> [OBJECTIF 1]:
Recopiez les lignes de données, de la ligne contenant « of the foggy » jusqu'à la dernière ligne de données incluse, requêtes comprises. Augmentez de 32 chaque coordonnée x et y des réponses, sans modifier les requêtes ni leurs modèles de format.

=== TEXTE ÉTUDIÉ ===

Anise Koltz : Parole de femme
La poésie adoucirait-elle la chose au monde la plus répandue – le désespoir ? Une grande dame « à court de prières », Anise Koltz la rend intelligible au cœur et en fait tout à la fois une œuvre, un souverain antidote – et un lieu de naissance.
Si Anise Koltz use de mots, c’est bien pour créer ce lieu inaliénable où, portés à l’incandescence, ils révèlent leur lumière crue – celle qui se dépose sur nos jours avec le geste qui déplace les lignes et tourne les pages comme pour éclairer une plénitude gagnée sur l’absurde :
Si les mots refusent
De céder à l’écriture
Ils se transforment
En pierres
Se retournant
Contre moi
Mais les mots ont cédé pour devenir sous sa plume presque doux au toucher – n’étaient cette densité propre, cet « infracassable noyau de nuit » dont parlait André Breton et sa « fleur insécable » qui lèvent le vocable avant son sens au fil de ces 134 pièces poétiques finement ciselées jusqu’au bord du vertige… Peut-on se heurter (jusqu’à s’en faire mal…) à cette qualité de douceur qui nous touche dans son sobre bonheur d’expression - et qui nous confronte si suavement à nos limites plus ou moins reconnues, accompagnées ou non vers la découverte de la « secrète symétrie du monde » ?
Petite-nièce du couple Mayrisch de Saint-Hubert qui fut précurseur de l’unification européenne (1), Anise Kolz, née à Luxembourg-Eich, publie ses premiers recueils en allemand, dans le coin de création qui lui est échu : Spuren nach innen (1960) et Steine und Vögel (1964). Là où est la langue, la poésie fait advenir la parole qui ouvre le monde et la musique qui le fait tourner – sans se confondre avec lui qui tourne sans raison et sans savoir autour de quoi :
Un mot
Peut signifier le monde
Sans être le monde
Il n’est que signe
Sonorité
Le mot n’éclaircit pas
Ne signifie rien en soi
Le poème le fait exister
Dans le sillage de son illustre famille, elle crée avec son mari René Koltz, directeur de la Santé publique du Grand-Duché (mort prématurément, des suites des tortures que lui avaient infligées les nazis, il hante certains poèmes), les Biennales de Mondorf qui se prolongent au travers des manifestations organisées par l’Académie européenne de Poésie qu’elle préside. Progressivement, elle passe au français – allant jusqu’à abandonner sa première langue littéraire, comme le rappelle son éditeur, Gérard Pfister, qui met à notre portée (2) cet art poétique lancé avec un ineffable sens de la vague dans l’interrogation de l’impossible – jusqu’à se suspendre au bord extrême du langage pour lui faire rendre sens et clarté par la grâce d’une « nouvelle fréquence sans mots » :
Je ne possède rien –
Je suis pleine de néant
Vide comme le ciel
Ne m’appelez pas
Chaque fois
Que mon nom est prononcé
Il perd
De sa substance
Ne possédant rien et n’ayant de prise sur le rien qui fait tourner le monde sans raison, la poétesse se saisit de l’absolu, qu’elle exprime en vertigineuses combinaisons et condensations arrachées à la langue commune pour faire advenir le miracle du verbe qui célèbre – quand bien même célèbrerait-il cette impuissance émerveillée à se saisir de ce qui est ou de ce qui doit être, pourvu que ça se mette à parler et chanter dans l’évidence comblée d’un dire à jamais indélébile :
Ne traversez pas
Mes anciens jours
Ils ne m’appartiennent plus
Je versais le temps
D’une cruche
Que ma mère avait troquée
Chez un brocanteur
Contre la robe délavée
De mon enfance
C’est ainsi que la parole commence, que le langage s’émeut et que le monde s’ébranle vers sa vérité révélée…
Michel Loetscher
Anise Koltz, Soleils chauves, Arfuyen, mai 2012, 150 p., 10 €
1) L’industriel luxembourgeois Emile Mayrisch (1862-1928) a créé l’ARBED (Aciéries réunies de Burbach-Eich-Dudelange), présidé le cartel de l’EIA (Entente internationale de l’Acier) et fondé le Comité franco-allemand d’information et de documentation)

=== DONNÉES DE L'EXERCICE ===

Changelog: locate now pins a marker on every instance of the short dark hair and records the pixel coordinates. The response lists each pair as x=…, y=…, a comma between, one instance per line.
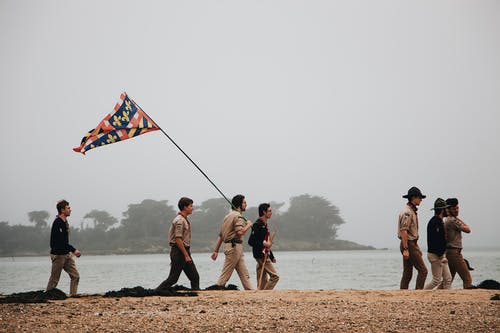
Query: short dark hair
x=238, y=200
x=184, y=202
x=61, y=205
x=263, y=208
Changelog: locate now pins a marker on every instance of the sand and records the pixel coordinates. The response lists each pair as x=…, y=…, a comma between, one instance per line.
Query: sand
x=265, y=311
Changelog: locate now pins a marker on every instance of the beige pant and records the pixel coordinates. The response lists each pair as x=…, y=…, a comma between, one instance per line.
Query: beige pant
x=66, y=262
x=441, y=277
x=457, y=265
x=234, y=260
x=269, y=270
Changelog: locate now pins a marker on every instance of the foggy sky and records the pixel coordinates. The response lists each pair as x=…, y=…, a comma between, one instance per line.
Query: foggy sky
x=355, y=101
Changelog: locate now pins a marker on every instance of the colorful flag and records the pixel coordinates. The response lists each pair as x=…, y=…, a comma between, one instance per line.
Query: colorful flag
x=127, y=121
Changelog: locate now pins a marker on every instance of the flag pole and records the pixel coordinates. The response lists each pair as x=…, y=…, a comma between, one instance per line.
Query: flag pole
x=189, y=158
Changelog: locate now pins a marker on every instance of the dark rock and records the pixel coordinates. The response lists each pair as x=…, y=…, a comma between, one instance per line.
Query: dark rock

===

> [OBJECTIF 2]:
D'après le texte sur Anise Koltz, dans quelle langue a-t-elle publié ses premiers recueils ?

> [RÉSULTAT ATTENDU 1]:
Changelog: locate now pins a marker on every instance of the foggy sky and records the pixel coordinates. The response lists each pair as x=…, y=…, a comma between, one instance per line.
Query: foggy sky
x=387, y=133
Changelog: locate now pins a marker on every instance of the colorful flag and records the pixel coordinates. The response lists each pair as x=…, y=…, a comma between, one instance per line.
Query: colorful flag
x=159, y=153
Changelog: locate now pins a marker on every instance of the flag pole and records the pixel coordinates. The response lists each pair as x=…, y=…, a comma between, one instance per line.
Query: flag pole
x=221, y=190
Changelog: locate now pins a marker on every instance of the dark rock and records the pixel coordinates. The response lists each pair as x=…, y=…, a comma between, one instance per line.
Query: dark rock

> [RÉSULTAT ATTENDU 2]:
En allemand.